-------- Provided data --------
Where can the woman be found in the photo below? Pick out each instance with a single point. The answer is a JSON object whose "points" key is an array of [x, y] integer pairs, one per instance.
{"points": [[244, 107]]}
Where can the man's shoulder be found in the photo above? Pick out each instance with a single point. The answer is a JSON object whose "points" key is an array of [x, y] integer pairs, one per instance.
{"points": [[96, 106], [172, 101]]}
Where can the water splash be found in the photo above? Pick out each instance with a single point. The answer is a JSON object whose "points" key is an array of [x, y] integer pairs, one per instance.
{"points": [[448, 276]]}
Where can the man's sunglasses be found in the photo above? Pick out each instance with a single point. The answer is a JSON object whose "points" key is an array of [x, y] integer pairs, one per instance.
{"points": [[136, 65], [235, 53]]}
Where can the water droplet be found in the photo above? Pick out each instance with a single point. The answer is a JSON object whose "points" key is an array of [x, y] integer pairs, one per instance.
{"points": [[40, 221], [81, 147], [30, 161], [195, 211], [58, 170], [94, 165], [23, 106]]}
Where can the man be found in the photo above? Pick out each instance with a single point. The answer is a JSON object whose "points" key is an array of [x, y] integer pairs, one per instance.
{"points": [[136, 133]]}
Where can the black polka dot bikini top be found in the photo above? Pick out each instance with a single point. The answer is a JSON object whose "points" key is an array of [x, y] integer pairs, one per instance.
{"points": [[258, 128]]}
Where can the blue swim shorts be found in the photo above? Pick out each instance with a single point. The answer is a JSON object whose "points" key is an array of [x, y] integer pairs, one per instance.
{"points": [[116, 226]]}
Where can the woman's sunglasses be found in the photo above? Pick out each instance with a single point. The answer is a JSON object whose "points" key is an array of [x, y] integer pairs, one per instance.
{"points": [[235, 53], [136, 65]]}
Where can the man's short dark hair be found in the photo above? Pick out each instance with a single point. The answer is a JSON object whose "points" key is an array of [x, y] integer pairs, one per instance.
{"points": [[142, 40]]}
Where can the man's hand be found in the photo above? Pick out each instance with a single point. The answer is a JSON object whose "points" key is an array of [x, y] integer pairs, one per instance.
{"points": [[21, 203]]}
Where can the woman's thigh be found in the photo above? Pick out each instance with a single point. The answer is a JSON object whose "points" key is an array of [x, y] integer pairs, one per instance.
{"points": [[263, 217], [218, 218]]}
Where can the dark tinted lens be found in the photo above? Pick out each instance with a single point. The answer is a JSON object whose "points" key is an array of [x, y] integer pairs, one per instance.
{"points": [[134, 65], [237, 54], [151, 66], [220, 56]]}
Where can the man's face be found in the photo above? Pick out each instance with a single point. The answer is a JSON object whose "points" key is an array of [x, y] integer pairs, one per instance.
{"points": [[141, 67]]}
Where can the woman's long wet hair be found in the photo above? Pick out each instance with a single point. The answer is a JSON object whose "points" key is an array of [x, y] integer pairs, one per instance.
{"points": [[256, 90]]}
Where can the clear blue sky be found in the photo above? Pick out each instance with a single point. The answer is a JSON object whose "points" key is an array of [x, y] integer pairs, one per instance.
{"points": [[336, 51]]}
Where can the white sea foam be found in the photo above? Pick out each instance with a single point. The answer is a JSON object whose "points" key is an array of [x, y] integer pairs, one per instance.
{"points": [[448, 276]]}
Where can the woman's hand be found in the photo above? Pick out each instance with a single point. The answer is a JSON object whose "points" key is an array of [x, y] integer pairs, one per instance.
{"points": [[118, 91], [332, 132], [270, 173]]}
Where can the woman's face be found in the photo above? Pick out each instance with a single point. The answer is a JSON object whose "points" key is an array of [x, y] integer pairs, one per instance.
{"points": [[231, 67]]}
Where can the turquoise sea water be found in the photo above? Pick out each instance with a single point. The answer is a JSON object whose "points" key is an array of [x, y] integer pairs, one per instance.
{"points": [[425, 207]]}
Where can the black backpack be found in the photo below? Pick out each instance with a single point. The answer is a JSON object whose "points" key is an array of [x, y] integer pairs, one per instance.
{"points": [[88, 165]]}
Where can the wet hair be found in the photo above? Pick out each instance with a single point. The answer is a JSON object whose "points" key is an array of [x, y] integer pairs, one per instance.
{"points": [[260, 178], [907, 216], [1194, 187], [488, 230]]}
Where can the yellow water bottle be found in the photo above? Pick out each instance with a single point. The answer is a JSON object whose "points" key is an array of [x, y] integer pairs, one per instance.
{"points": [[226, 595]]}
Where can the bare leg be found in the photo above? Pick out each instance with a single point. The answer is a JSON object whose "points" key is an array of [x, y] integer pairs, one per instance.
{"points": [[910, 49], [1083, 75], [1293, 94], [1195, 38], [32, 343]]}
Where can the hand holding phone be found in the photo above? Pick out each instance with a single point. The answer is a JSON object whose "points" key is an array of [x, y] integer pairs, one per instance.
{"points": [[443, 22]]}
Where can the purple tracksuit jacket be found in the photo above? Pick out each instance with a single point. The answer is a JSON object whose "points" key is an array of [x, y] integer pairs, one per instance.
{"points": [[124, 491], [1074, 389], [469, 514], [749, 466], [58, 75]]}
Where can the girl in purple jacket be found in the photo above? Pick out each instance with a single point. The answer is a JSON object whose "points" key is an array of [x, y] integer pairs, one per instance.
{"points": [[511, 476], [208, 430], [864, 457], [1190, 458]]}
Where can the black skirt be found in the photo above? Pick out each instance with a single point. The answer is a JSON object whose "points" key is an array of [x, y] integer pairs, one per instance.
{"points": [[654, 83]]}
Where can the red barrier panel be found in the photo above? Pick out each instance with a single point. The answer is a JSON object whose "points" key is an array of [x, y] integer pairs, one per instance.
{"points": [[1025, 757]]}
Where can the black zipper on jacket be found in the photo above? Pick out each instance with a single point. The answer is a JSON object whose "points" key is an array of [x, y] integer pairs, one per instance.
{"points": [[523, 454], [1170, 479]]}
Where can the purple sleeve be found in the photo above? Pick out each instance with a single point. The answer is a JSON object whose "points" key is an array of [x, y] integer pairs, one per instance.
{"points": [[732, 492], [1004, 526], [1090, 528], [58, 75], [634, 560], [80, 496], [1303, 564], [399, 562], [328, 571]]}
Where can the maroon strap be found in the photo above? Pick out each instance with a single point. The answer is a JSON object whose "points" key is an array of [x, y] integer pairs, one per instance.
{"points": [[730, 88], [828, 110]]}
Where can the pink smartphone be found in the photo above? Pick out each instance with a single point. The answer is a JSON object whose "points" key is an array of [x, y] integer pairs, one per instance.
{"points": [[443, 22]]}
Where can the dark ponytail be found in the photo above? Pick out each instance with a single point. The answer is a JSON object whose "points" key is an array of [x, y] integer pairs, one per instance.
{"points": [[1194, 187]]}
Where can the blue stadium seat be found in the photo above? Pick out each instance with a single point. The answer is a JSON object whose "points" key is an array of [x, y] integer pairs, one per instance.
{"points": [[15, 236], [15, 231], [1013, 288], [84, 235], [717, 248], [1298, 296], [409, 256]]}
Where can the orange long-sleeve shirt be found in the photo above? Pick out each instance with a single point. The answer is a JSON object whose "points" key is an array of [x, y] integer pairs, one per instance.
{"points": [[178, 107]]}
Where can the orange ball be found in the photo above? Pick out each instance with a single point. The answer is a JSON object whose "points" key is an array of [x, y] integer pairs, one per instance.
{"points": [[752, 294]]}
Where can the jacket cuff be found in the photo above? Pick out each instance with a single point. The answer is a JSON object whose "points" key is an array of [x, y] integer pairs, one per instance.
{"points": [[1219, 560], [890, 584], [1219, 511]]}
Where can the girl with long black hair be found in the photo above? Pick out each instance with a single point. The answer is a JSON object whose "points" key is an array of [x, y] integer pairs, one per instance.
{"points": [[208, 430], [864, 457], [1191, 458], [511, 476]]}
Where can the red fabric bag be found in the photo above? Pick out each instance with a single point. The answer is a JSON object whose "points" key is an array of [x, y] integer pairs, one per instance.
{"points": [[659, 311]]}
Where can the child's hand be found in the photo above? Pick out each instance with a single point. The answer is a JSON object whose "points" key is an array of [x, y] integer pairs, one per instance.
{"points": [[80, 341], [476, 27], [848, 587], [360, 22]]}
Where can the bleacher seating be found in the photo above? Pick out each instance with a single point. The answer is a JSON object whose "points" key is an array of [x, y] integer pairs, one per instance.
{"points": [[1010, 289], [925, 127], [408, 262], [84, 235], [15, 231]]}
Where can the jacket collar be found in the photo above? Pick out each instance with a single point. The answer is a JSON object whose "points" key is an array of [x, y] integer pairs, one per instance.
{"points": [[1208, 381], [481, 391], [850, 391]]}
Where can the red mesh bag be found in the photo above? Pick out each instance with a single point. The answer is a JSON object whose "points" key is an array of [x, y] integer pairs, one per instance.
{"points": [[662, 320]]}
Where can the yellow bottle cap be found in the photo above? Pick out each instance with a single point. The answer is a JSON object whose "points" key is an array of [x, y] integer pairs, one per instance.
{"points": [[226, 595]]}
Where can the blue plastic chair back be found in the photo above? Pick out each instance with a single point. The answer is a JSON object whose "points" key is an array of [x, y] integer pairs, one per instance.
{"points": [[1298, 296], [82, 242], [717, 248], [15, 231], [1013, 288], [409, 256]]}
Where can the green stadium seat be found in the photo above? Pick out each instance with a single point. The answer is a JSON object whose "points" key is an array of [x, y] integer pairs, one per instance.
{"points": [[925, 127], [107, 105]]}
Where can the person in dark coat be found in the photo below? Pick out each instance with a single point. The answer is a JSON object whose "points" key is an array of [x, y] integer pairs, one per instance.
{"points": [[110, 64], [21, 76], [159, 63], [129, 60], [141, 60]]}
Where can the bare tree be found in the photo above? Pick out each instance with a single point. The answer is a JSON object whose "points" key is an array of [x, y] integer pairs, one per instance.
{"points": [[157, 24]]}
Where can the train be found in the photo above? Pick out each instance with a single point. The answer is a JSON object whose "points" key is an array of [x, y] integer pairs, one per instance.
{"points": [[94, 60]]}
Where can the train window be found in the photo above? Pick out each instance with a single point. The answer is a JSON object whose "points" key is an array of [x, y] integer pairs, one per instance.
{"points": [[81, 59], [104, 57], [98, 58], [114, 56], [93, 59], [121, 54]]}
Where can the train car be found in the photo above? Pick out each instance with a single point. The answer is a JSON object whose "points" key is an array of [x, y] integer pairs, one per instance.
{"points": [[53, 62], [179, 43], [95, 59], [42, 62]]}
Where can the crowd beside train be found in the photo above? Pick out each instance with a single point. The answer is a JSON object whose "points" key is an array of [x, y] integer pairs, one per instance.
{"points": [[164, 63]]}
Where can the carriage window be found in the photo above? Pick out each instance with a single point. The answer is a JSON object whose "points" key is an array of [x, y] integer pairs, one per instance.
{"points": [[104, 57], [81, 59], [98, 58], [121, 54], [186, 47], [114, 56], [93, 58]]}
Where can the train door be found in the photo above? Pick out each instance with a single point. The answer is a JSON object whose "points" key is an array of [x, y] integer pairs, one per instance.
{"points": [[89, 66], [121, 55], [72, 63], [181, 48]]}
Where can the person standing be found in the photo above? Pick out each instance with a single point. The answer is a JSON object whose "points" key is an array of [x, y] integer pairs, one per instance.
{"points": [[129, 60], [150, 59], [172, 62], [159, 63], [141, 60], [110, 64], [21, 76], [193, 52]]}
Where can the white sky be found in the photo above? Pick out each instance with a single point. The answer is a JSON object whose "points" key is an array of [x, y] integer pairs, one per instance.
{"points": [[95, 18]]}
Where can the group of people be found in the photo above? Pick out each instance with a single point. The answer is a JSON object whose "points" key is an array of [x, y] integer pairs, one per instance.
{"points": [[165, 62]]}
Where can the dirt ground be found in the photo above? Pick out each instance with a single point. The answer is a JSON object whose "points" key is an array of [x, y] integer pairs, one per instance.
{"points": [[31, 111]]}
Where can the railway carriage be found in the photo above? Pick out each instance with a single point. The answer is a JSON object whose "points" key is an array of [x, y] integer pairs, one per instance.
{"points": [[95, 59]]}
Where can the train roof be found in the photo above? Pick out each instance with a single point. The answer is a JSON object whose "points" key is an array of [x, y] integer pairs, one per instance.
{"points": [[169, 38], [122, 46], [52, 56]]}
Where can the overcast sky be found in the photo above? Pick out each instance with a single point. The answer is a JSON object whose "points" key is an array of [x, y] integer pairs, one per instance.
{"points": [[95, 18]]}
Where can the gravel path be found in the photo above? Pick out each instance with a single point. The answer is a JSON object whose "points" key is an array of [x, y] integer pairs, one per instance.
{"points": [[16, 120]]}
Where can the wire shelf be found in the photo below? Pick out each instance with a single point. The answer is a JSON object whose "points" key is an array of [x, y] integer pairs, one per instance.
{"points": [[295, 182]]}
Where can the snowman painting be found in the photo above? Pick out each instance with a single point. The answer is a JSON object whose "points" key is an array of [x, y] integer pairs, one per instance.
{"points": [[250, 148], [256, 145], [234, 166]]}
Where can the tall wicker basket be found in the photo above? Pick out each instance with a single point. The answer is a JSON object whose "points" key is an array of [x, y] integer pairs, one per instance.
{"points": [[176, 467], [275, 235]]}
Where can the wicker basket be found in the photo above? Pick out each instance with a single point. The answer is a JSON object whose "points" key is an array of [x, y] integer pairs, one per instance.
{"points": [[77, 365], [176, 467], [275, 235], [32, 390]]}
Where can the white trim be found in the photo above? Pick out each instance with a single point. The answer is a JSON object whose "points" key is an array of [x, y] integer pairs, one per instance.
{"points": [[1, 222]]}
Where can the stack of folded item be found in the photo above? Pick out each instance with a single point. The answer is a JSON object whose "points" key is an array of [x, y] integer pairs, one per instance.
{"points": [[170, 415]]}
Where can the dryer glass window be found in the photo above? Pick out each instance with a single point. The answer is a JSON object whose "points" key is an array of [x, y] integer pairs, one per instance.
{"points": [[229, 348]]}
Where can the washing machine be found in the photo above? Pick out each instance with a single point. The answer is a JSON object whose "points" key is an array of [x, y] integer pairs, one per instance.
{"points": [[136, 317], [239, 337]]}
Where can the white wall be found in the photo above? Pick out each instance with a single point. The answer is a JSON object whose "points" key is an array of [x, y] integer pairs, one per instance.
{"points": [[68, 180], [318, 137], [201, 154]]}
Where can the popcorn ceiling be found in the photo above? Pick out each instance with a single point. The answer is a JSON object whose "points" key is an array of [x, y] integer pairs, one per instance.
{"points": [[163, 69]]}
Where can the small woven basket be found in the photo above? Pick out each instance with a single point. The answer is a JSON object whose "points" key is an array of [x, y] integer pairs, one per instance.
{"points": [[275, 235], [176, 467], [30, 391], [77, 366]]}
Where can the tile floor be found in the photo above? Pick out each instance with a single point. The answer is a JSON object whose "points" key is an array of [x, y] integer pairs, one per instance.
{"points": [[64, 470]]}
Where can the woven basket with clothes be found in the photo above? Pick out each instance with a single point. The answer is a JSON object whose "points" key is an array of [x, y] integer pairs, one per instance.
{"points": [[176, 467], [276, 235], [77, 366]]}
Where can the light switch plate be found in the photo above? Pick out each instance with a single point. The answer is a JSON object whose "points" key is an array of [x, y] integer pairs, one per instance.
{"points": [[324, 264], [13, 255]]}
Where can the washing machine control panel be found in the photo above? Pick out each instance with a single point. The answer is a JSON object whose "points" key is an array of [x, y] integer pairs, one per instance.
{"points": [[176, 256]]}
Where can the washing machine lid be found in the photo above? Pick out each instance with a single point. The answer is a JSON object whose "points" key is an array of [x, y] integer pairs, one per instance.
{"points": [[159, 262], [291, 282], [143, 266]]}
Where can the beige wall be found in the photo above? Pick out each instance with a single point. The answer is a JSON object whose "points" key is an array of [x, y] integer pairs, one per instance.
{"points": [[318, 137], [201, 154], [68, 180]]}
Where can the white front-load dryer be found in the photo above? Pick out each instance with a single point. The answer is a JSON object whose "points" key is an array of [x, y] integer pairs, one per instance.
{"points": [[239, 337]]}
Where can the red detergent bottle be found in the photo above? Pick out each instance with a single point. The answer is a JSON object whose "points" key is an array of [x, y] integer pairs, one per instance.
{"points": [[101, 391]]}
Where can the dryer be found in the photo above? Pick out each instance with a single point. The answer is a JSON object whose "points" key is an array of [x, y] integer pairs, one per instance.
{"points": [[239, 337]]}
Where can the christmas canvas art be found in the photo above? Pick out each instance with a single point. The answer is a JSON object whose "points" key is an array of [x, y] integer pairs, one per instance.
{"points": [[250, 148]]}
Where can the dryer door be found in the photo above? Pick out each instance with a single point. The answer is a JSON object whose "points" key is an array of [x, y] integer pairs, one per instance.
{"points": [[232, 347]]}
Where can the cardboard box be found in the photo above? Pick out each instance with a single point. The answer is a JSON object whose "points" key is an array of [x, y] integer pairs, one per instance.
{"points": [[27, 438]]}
--------
[Objective]: Print exactly the lines from the one with "Where can the christmas" through the end of the data, inclusive.

[Solution for this exercise]:
Where can the christmas canvas art be found in the photo above? Pick out each instance with a single point. The answer is a JSON object whose "points" key is an array of [x, y] integer pairs, one per instance.
{"points": [[250, 148]]}
Where can the dryer door be found in the photo above? Pick out each instance with a single point. The answer is a JSON object whose "points" key is an array of [x, y] integer pairs, one per instance.
{"points": [[232, 347]]}
Where can the cardboard box be found in the photo above? Pick out each instance with a single point. The answer is a JSON object whose "points" key is an array of [x, y] integer pairs, one per instance.
{"points": [[27, 438]]}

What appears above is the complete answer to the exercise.